Aim of the task: Reproduce exactly the lines from the line containing "of the distant" through the end of the records below, including both ends, and nothing else.

Dataset records:
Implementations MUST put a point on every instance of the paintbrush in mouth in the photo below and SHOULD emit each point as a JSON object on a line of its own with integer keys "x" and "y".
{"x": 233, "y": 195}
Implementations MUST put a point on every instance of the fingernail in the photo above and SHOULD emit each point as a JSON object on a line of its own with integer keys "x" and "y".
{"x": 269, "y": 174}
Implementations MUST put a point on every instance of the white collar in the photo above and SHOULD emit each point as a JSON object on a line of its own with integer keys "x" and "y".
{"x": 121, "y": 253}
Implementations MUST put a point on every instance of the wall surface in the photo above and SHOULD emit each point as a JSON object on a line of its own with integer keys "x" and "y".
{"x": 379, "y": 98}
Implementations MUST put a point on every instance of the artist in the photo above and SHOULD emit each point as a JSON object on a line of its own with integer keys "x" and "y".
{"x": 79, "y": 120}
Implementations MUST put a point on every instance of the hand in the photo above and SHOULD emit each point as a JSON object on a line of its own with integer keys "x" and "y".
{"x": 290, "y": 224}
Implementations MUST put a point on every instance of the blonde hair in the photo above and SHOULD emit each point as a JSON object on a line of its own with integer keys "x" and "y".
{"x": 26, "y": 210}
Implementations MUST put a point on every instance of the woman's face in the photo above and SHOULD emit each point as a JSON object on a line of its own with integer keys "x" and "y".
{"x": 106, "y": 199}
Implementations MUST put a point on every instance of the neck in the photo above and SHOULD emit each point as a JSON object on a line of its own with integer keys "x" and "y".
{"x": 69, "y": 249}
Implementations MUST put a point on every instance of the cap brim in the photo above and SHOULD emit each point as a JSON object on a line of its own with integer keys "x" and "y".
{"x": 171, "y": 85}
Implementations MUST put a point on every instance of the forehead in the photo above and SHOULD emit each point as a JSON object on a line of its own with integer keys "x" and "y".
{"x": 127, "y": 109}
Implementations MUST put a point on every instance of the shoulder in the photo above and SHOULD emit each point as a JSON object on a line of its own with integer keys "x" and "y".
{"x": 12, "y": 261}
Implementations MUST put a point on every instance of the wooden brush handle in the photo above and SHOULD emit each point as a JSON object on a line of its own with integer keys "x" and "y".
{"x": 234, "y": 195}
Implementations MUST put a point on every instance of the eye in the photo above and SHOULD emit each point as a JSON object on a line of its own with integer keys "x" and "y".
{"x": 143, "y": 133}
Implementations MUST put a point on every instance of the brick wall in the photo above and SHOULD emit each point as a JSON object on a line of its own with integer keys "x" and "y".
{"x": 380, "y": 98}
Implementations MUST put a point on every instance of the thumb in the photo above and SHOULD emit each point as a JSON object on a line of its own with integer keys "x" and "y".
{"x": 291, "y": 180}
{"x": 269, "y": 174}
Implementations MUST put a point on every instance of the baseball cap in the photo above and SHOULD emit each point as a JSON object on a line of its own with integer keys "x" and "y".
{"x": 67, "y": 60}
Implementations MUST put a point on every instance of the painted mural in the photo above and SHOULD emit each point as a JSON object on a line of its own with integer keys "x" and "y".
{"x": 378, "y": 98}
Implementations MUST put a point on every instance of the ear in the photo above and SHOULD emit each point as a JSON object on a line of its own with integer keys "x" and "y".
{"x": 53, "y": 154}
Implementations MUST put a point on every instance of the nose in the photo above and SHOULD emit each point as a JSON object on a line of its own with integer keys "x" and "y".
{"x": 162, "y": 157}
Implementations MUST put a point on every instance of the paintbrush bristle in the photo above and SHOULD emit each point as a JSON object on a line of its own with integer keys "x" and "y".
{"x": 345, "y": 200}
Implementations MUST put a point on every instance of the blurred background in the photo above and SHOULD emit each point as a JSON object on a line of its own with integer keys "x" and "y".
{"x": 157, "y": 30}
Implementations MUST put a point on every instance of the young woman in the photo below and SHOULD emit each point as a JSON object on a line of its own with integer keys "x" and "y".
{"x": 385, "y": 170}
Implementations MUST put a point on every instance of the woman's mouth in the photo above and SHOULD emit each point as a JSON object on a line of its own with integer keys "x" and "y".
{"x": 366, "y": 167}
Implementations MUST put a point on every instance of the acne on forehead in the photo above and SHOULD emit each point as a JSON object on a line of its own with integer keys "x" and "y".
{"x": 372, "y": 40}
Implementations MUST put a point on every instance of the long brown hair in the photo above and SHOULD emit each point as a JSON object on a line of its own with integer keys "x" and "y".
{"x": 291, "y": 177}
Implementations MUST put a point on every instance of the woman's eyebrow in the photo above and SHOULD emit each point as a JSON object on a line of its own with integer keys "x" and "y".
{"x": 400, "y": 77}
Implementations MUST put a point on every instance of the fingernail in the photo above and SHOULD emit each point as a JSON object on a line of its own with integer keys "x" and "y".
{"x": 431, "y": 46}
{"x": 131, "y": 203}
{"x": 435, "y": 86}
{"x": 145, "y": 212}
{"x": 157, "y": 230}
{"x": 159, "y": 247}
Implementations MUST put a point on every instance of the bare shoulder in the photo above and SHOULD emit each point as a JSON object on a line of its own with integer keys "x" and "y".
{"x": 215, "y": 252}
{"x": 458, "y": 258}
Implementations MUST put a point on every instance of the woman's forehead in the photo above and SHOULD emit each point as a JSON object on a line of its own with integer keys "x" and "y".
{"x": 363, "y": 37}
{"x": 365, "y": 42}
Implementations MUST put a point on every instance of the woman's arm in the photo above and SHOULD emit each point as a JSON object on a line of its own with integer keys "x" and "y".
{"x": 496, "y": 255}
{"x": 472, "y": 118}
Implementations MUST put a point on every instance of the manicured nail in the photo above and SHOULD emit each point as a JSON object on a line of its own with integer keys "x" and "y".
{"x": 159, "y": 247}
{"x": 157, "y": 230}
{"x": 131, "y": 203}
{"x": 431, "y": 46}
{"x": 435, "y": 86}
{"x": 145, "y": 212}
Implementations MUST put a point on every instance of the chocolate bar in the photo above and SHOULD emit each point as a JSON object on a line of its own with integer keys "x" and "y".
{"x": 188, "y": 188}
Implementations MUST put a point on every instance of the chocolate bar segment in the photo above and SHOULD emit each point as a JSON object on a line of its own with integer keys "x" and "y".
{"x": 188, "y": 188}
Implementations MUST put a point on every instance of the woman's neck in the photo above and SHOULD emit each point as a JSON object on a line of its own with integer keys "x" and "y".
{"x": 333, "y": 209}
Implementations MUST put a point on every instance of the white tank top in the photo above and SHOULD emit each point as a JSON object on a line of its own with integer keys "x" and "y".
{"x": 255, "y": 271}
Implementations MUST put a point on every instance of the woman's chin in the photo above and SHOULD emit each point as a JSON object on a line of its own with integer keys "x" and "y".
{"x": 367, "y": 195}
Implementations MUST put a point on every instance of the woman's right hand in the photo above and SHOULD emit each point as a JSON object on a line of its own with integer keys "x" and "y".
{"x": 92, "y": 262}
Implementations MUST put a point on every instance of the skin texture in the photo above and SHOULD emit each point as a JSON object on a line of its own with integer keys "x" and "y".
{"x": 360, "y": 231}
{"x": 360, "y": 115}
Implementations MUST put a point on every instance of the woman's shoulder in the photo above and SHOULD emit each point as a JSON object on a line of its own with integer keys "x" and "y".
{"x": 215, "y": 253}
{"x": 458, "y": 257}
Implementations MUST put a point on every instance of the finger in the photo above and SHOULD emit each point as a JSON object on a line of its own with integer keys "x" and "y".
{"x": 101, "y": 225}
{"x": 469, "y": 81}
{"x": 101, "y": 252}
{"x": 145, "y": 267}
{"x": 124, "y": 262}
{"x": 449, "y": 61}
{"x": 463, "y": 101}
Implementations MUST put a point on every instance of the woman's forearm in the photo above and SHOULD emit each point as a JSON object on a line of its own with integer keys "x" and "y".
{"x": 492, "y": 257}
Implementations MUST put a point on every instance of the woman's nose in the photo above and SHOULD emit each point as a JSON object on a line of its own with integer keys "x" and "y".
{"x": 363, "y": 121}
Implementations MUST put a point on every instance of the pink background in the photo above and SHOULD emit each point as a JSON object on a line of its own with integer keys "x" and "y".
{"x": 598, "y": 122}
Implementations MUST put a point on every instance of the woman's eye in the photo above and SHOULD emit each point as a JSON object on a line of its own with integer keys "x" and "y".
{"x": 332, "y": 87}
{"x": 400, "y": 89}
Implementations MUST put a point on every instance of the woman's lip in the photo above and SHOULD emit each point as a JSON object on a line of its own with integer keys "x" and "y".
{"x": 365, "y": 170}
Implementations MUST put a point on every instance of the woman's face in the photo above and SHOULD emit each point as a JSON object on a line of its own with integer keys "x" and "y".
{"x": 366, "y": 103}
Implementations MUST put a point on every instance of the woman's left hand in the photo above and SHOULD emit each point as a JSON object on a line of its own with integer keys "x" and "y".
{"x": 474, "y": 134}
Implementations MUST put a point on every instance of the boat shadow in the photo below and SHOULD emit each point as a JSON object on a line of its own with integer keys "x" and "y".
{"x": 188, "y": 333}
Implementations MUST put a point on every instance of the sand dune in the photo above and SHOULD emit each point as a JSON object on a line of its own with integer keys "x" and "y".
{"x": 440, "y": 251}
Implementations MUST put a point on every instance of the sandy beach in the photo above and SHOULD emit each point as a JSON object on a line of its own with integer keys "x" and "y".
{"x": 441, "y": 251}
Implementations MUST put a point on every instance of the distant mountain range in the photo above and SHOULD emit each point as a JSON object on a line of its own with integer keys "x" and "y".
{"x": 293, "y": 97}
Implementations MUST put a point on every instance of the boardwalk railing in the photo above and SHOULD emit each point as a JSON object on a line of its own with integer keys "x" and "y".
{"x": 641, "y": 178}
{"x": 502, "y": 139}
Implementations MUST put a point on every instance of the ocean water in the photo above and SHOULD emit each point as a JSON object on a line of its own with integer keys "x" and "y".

Full answer:
Implementations MUST put a point on every instance of the distant mountain range in the photo above and SHOULD emit each point as a JSON object on a line of its own with integer keys "x" and "y".
{"x": 293, "y": 97}
Implementations MUST put a point on every instance of the boardwalk railing in the photo above and SHOULD emit each point as a JSON object on a line of its own with integer keys "x" and "y".
{"x": 641, "y": 178}
{"x": 502, "y": 139}
Implementations MUST put a point on every instance of the ocean water in the photo above and SHOULD emit each point as a JSON object on a line of its own with integer keys "x" and "y".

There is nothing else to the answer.